◆ What is required: According to the article about the album Even Closer, of which earlier album is it essentially an expanded version?

Studio album by Goapele
- Released: September 10, 2002
- Genre: Neo soul
- Length: 50:36
- Label: Skyblaze; Columbia; BBE;
- Producer: Adam Smirnoff; Amp Live; Eric Krasno; Jeff Bhasker; Johnson; Mike Tiger; Nate Greenberg; Shaka Ramsay; Soulive;

Goapele chronology
| Closer (2001) | Even Closer (2002) | Change It All (2005) |

Singles from Even Closer
- "Closer" Released: 2002; "Got It" Released: 2003;

= Even Closer =

Even Closer is the second studio album by American singer-songwriter Goapele. It is essentially an expanded version of her self-released debut album, Closer (2001). Originally released in 2002, it was re-released in 2004.

Professional ratings
Review scores
| Source | Rating |
| AllMusic |  |
| Exclaim! | mixed |
| PopMatters | favorable |

==Critical reception==
Todd Kristel of AllMusic gave the album 3 stars out of 5, commenting that it treads "a thin line between appealingly eclectic and insufficiently cohesive". Mark Anthony Neal of PopMatters said: "Nothing on Goapele's Even Closer is likely to ever be an MTV buzzclip, but throughout her debut she exhibits striking vocals and solid song writing skills, suggesting that she will be a figure that will be heard from again and again, likely outlasting many of her neo-soul peers and some of the independent labels they record for."

Meanwhile, Cheryl Thompson of Exclaim! commented that "[the] only problem with the album is the one tone Goapele maintains throughout; each track on its own is conceivably thought-provoking, a testament to Goapele's writing abilities but as a commercial package it lacks a certain positive transgression into the realm of something new."

◆ Supplied entries:
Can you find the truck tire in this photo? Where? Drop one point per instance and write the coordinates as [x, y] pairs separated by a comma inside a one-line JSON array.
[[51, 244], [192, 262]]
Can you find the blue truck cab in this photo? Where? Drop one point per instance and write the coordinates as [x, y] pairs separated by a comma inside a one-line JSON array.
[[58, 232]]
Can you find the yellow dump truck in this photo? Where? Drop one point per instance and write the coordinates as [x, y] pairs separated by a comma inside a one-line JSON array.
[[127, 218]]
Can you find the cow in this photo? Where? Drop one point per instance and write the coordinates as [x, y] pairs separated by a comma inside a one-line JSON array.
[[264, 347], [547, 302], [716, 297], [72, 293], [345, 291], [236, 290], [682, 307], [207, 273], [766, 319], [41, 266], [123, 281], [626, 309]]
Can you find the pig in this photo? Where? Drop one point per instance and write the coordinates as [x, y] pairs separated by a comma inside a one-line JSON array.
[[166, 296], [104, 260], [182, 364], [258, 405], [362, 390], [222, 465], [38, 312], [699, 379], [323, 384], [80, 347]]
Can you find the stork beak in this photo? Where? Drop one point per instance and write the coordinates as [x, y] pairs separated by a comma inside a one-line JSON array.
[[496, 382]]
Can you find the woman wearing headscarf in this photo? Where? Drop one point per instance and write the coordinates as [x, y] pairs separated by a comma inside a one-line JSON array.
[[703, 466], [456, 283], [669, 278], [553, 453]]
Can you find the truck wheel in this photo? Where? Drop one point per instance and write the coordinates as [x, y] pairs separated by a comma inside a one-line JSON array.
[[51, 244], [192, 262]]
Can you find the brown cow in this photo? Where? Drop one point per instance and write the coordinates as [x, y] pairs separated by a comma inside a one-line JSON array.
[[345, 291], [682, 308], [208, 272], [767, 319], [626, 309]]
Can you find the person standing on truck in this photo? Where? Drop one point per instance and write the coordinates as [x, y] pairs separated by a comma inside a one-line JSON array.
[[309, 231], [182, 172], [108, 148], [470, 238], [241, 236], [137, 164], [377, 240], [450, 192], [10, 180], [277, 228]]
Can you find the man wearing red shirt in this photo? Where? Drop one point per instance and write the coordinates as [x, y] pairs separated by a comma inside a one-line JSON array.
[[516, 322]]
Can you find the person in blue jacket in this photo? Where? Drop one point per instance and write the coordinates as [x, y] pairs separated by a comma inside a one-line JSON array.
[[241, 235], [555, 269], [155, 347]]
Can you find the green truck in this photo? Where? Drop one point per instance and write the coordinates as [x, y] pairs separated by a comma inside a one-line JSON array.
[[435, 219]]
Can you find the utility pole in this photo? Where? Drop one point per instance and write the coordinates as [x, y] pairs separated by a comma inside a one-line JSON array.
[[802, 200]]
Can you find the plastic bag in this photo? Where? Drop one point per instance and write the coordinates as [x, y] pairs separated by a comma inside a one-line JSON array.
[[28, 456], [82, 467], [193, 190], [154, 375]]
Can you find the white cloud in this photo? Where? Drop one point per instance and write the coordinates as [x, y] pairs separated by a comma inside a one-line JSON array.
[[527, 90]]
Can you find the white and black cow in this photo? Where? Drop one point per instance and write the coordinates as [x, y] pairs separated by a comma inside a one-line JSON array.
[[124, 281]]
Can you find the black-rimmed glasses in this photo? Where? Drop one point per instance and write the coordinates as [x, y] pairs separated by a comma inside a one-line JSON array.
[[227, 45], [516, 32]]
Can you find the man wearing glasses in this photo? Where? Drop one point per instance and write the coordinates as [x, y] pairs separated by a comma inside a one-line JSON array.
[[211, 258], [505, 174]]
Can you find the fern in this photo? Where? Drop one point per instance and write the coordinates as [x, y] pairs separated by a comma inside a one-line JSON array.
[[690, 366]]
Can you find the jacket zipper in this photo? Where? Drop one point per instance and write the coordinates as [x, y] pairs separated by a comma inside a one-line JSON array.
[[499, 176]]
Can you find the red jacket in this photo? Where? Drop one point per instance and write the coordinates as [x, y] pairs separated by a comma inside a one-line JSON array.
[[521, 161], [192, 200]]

◆ Response: It is an expanded version of Closer (2001), Goapele's self-released debut album.